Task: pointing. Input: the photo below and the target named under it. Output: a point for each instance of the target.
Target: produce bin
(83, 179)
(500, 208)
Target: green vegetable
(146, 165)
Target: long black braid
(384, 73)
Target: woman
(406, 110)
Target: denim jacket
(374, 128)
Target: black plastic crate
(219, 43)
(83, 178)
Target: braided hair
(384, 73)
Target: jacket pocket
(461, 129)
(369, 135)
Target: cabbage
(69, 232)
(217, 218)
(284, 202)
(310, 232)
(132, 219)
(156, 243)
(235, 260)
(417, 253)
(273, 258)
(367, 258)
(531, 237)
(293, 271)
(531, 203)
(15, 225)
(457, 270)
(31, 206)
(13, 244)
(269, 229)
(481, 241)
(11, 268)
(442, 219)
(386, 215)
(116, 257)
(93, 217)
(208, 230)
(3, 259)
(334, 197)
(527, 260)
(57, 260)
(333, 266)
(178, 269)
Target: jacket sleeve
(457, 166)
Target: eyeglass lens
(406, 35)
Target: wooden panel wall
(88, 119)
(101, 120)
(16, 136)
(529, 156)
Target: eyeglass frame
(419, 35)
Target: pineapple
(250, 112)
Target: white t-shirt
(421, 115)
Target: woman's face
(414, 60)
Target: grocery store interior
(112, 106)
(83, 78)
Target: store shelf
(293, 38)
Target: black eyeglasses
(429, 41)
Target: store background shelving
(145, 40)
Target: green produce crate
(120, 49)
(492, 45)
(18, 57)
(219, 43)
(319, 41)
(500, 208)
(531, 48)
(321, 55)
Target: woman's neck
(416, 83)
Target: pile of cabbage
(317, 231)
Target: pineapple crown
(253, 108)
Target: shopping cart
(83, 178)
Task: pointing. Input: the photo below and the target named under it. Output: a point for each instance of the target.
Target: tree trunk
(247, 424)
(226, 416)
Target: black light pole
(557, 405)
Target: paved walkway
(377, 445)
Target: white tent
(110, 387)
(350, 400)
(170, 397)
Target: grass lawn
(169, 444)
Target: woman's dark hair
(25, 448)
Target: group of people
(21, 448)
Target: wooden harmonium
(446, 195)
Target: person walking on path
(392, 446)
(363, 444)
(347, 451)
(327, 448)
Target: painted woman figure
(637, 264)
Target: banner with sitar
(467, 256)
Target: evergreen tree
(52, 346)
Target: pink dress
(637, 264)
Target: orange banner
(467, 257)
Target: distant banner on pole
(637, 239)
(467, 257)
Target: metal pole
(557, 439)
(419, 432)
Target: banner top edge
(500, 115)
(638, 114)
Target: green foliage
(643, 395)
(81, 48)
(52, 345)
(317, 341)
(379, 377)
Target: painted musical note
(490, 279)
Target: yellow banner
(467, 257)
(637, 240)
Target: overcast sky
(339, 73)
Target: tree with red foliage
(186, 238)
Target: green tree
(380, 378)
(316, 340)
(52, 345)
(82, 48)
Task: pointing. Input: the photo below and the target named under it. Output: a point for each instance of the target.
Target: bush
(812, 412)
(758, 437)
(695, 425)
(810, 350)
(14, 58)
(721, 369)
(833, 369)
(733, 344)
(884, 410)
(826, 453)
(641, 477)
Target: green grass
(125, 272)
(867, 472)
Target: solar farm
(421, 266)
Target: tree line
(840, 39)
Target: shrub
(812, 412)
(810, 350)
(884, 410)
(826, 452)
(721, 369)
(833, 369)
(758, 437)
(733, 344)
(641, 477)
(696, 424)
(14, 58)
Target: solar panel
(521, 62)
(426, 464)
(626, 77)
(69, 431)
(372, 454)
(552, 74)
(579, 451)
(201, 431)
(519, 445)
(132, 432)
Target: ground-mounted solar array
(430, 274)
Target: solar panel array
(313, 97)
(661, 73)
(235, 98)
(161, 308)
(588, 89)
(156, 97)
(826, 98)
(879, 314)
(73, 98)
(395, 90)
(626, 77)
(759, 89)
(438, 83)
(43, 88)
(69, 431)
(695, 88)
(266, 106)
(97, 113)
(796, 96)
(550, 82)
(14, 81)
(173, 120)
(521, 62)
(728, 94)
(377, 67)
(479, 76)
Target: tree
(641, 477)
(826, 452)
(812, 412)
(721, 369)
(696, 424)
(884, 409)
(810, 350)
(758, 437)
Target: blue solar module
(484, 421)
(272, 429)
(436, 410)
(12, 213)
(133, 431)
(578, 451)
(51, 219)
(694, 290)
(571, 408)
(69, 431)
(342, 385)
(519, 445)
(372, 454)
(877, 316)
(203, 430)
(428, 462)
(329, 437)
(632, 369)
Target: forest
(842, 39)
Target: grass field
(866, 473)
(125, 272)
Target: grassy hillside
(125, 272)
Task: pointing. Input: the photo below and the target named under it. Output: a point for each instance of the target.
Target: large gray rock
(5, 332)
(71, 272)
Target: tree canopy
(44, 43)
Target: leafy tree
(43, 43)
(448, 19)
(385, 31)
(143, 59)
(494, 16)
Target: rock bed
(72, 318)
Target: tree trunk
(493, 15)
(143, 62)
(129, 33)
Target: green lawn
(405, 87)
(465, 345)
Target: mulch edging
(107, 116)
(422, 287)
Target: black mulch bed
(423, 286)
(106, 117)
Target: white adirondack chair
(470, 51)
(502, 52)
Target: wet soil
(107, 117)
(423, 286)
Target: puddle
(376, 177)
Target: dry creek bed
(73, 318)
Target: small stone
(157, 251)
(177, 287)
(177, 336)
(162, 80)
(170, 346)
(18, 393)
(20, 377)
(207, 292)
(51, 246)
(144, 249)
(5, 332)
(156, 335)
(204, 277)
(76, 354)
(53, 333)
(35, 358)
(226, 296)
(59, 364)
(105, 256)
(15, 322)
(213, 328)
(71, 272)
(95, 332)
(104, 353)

⁂

[Task brief]
Your task is to output exactly the lines running from the one with "Target: tree canopy" through the final line of the material above, with both ends included.

[Response to this exercise]
Target: tree canopy
(44, 43)
Target: leafy tree
(43, 43)
(448, 19)
(385, 31)
(143, 59)
(494, 16)
Target: rock bed
(72, 318)
Target: tree trunk
(493, 15)
(143, 62)
(129, 33)
Target: green lawn
(405, 87)
(465, 345)
Target: mulch edging
(107, 116)
(422, 287)
Target: black mulch bed
(423, 286)
(106, 117)
Target: white adirondack chair
(470, 51)
(502, 52)
Target: wet soil
(107, 117)
(423, 286)
Target: puddle
(376, 177)
Target: dry creek bed
(73, 318)
Target: small stone
(157, 251)
(177, 287)
(177, 336)
(162, 80)
(170, 346)
(18, 393)
(20, 377)
(207, 292)
(51, 246)
(144, 249)
(5, 332)
(156, 335)
(204, 277)
(76, 354)
(53, 333)
(35, 358)
(226, 296)
(59, 364)
(105, 256)
(15, 322)
(213, 328)
(71, 272)
(95, 332)
(104, 353)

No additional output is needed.